• **Verilen Metin**:
::::::

MEVLANA

Tepetaklak Dergisi Editör
Tepetaklak Dergisi
Published in
3 min readDec 15, 2017

Mevlana Celaleddin-i Rumi (1207–1273)

Mevlana Celaleddin Rumi hoşgörü ve barışın sembolüdür. Yüzyıllarca süregelen bir hoşgörünün öncüsüdür ve din bilginidir. Mevlâna 30 Eylül 1207 yılında bugün Afganistan sınırları içerisinde yer alan Horasan Ülkesi’nin Belh şehrinde doğmuştur. Mevlânâ’nın asıl adı Muhammed olarak bilinmektedir. İslam dünyasında hürmet belirtmek için önemli kişilerin isimlerinin önünde kullanılan “efendimiz” anlamındaki “mevlânâ” lakabı, Mevlânâ Celâleddîn Muhammed’le birlikte özel bir isme dönüştü. Mevlâna’nın babası Belh Şehrinin ileri gelenlerinden olup, sağlığında “Bilginlerin Sultânı” ünvanını almış olan Hüseyin Hatibî oğlu Bahâeddin Veled’tir. Annesi ise Belh Emiri Rükneddin’in kızı Mümine Hatun’dur.
Sultânü’I-Ulemâ 1212 veya 1213 yılllarında aile fertleri ve yakın dostları ile birlikte Belh’den ayrıldı. Sultânü’I-Ulemâ’nın ilk uğradığı yer Nişabur oldu. Nişâbur şehrinde tanınmış mutasavvıf Ferîdüddin Attar ile de karşılaştılar. Bu sırada Mevlana yaşı küçük olmasına rağmen Ferîdüddin Attar’ın ilgisini çekmiş ve onların takdirlerini kazanmıştır.

::::::

• **Görevler**:
A. Mevlana hakkındaki metinde "Tepetaklak Dergisi Editör" ifadesinden "kızı Mümine Hatun’dur." ifadesine kadar uzanan bölümü harfi harfine yazın.
B. Mevlana hakkındaki metne göre Mevlana'nın annesi kimdir?
Sonraki satırlar metinden bağımsız, ayrı bir malzemedir.

• **Ham Veriler**:
::::::

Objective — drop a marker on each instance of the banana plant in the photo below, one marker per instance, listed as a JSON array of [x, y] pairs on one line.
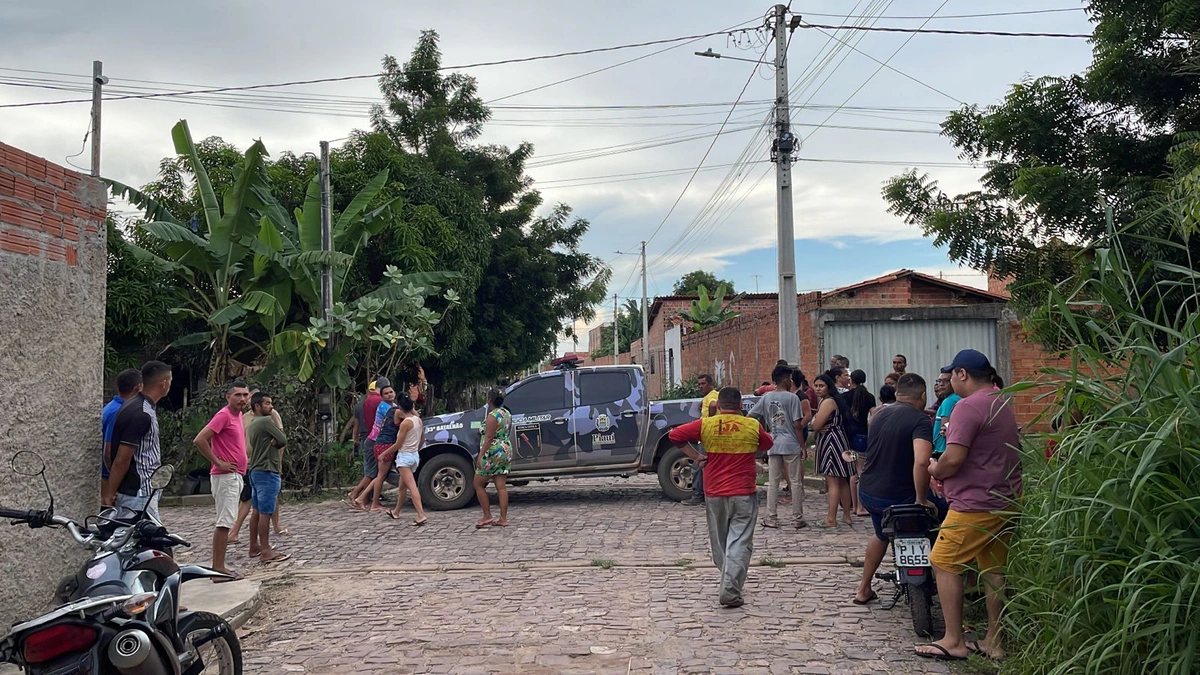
[[706, 312], [215, 256]]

::::::

• **Görev Çözümleri**:
A.
Tepetaklak Dergisi Editör
Tepetaklak Dergisi
Published in
3 min readDec 15, 2017

Mevlana Celaleddin-i Rumi (1207–1273)

Mevlana Celaleddin Rumi hoşgörü ve barışın sembolüdür. Yüzyıllarca süregelen bir hoşgörünün öncüsüdür ve din bilginidir. Mevlâna 30 Eylül 1207 yılında bugün Afganistan sınırları içerisinde yer alan Horasan Ülkesi’nin Belh şehrinde doğmuştur. Mevlânâ’nın asıl adı Muhammed olarak bilinmektedir. İslam dünyasında hürmet belirtmek için önemli kişilerin isimlerinin önünde kullanılan “efendimiz” anlamındaki “mevlânâ” lakabı, Mevlânâ Celâleddîn Muhammed’le birlikte özel bir isme dönüştü. Mevlâna’nın babası Belh Şehrinin ileri gelenlerinden olup, sağlığında “Bilginlerin Sultânı” ünvanını almış olan Hüseyin Hatibî oğlu Bahâeddin Veled’tir. Annesi ise Belh Emiri Rükneddin’in kızı Mümine Hatun’dur.

B. Mevlana'nın annesi, Belh Emiri Rükneddin'in kızı Mümine Hatun'dur.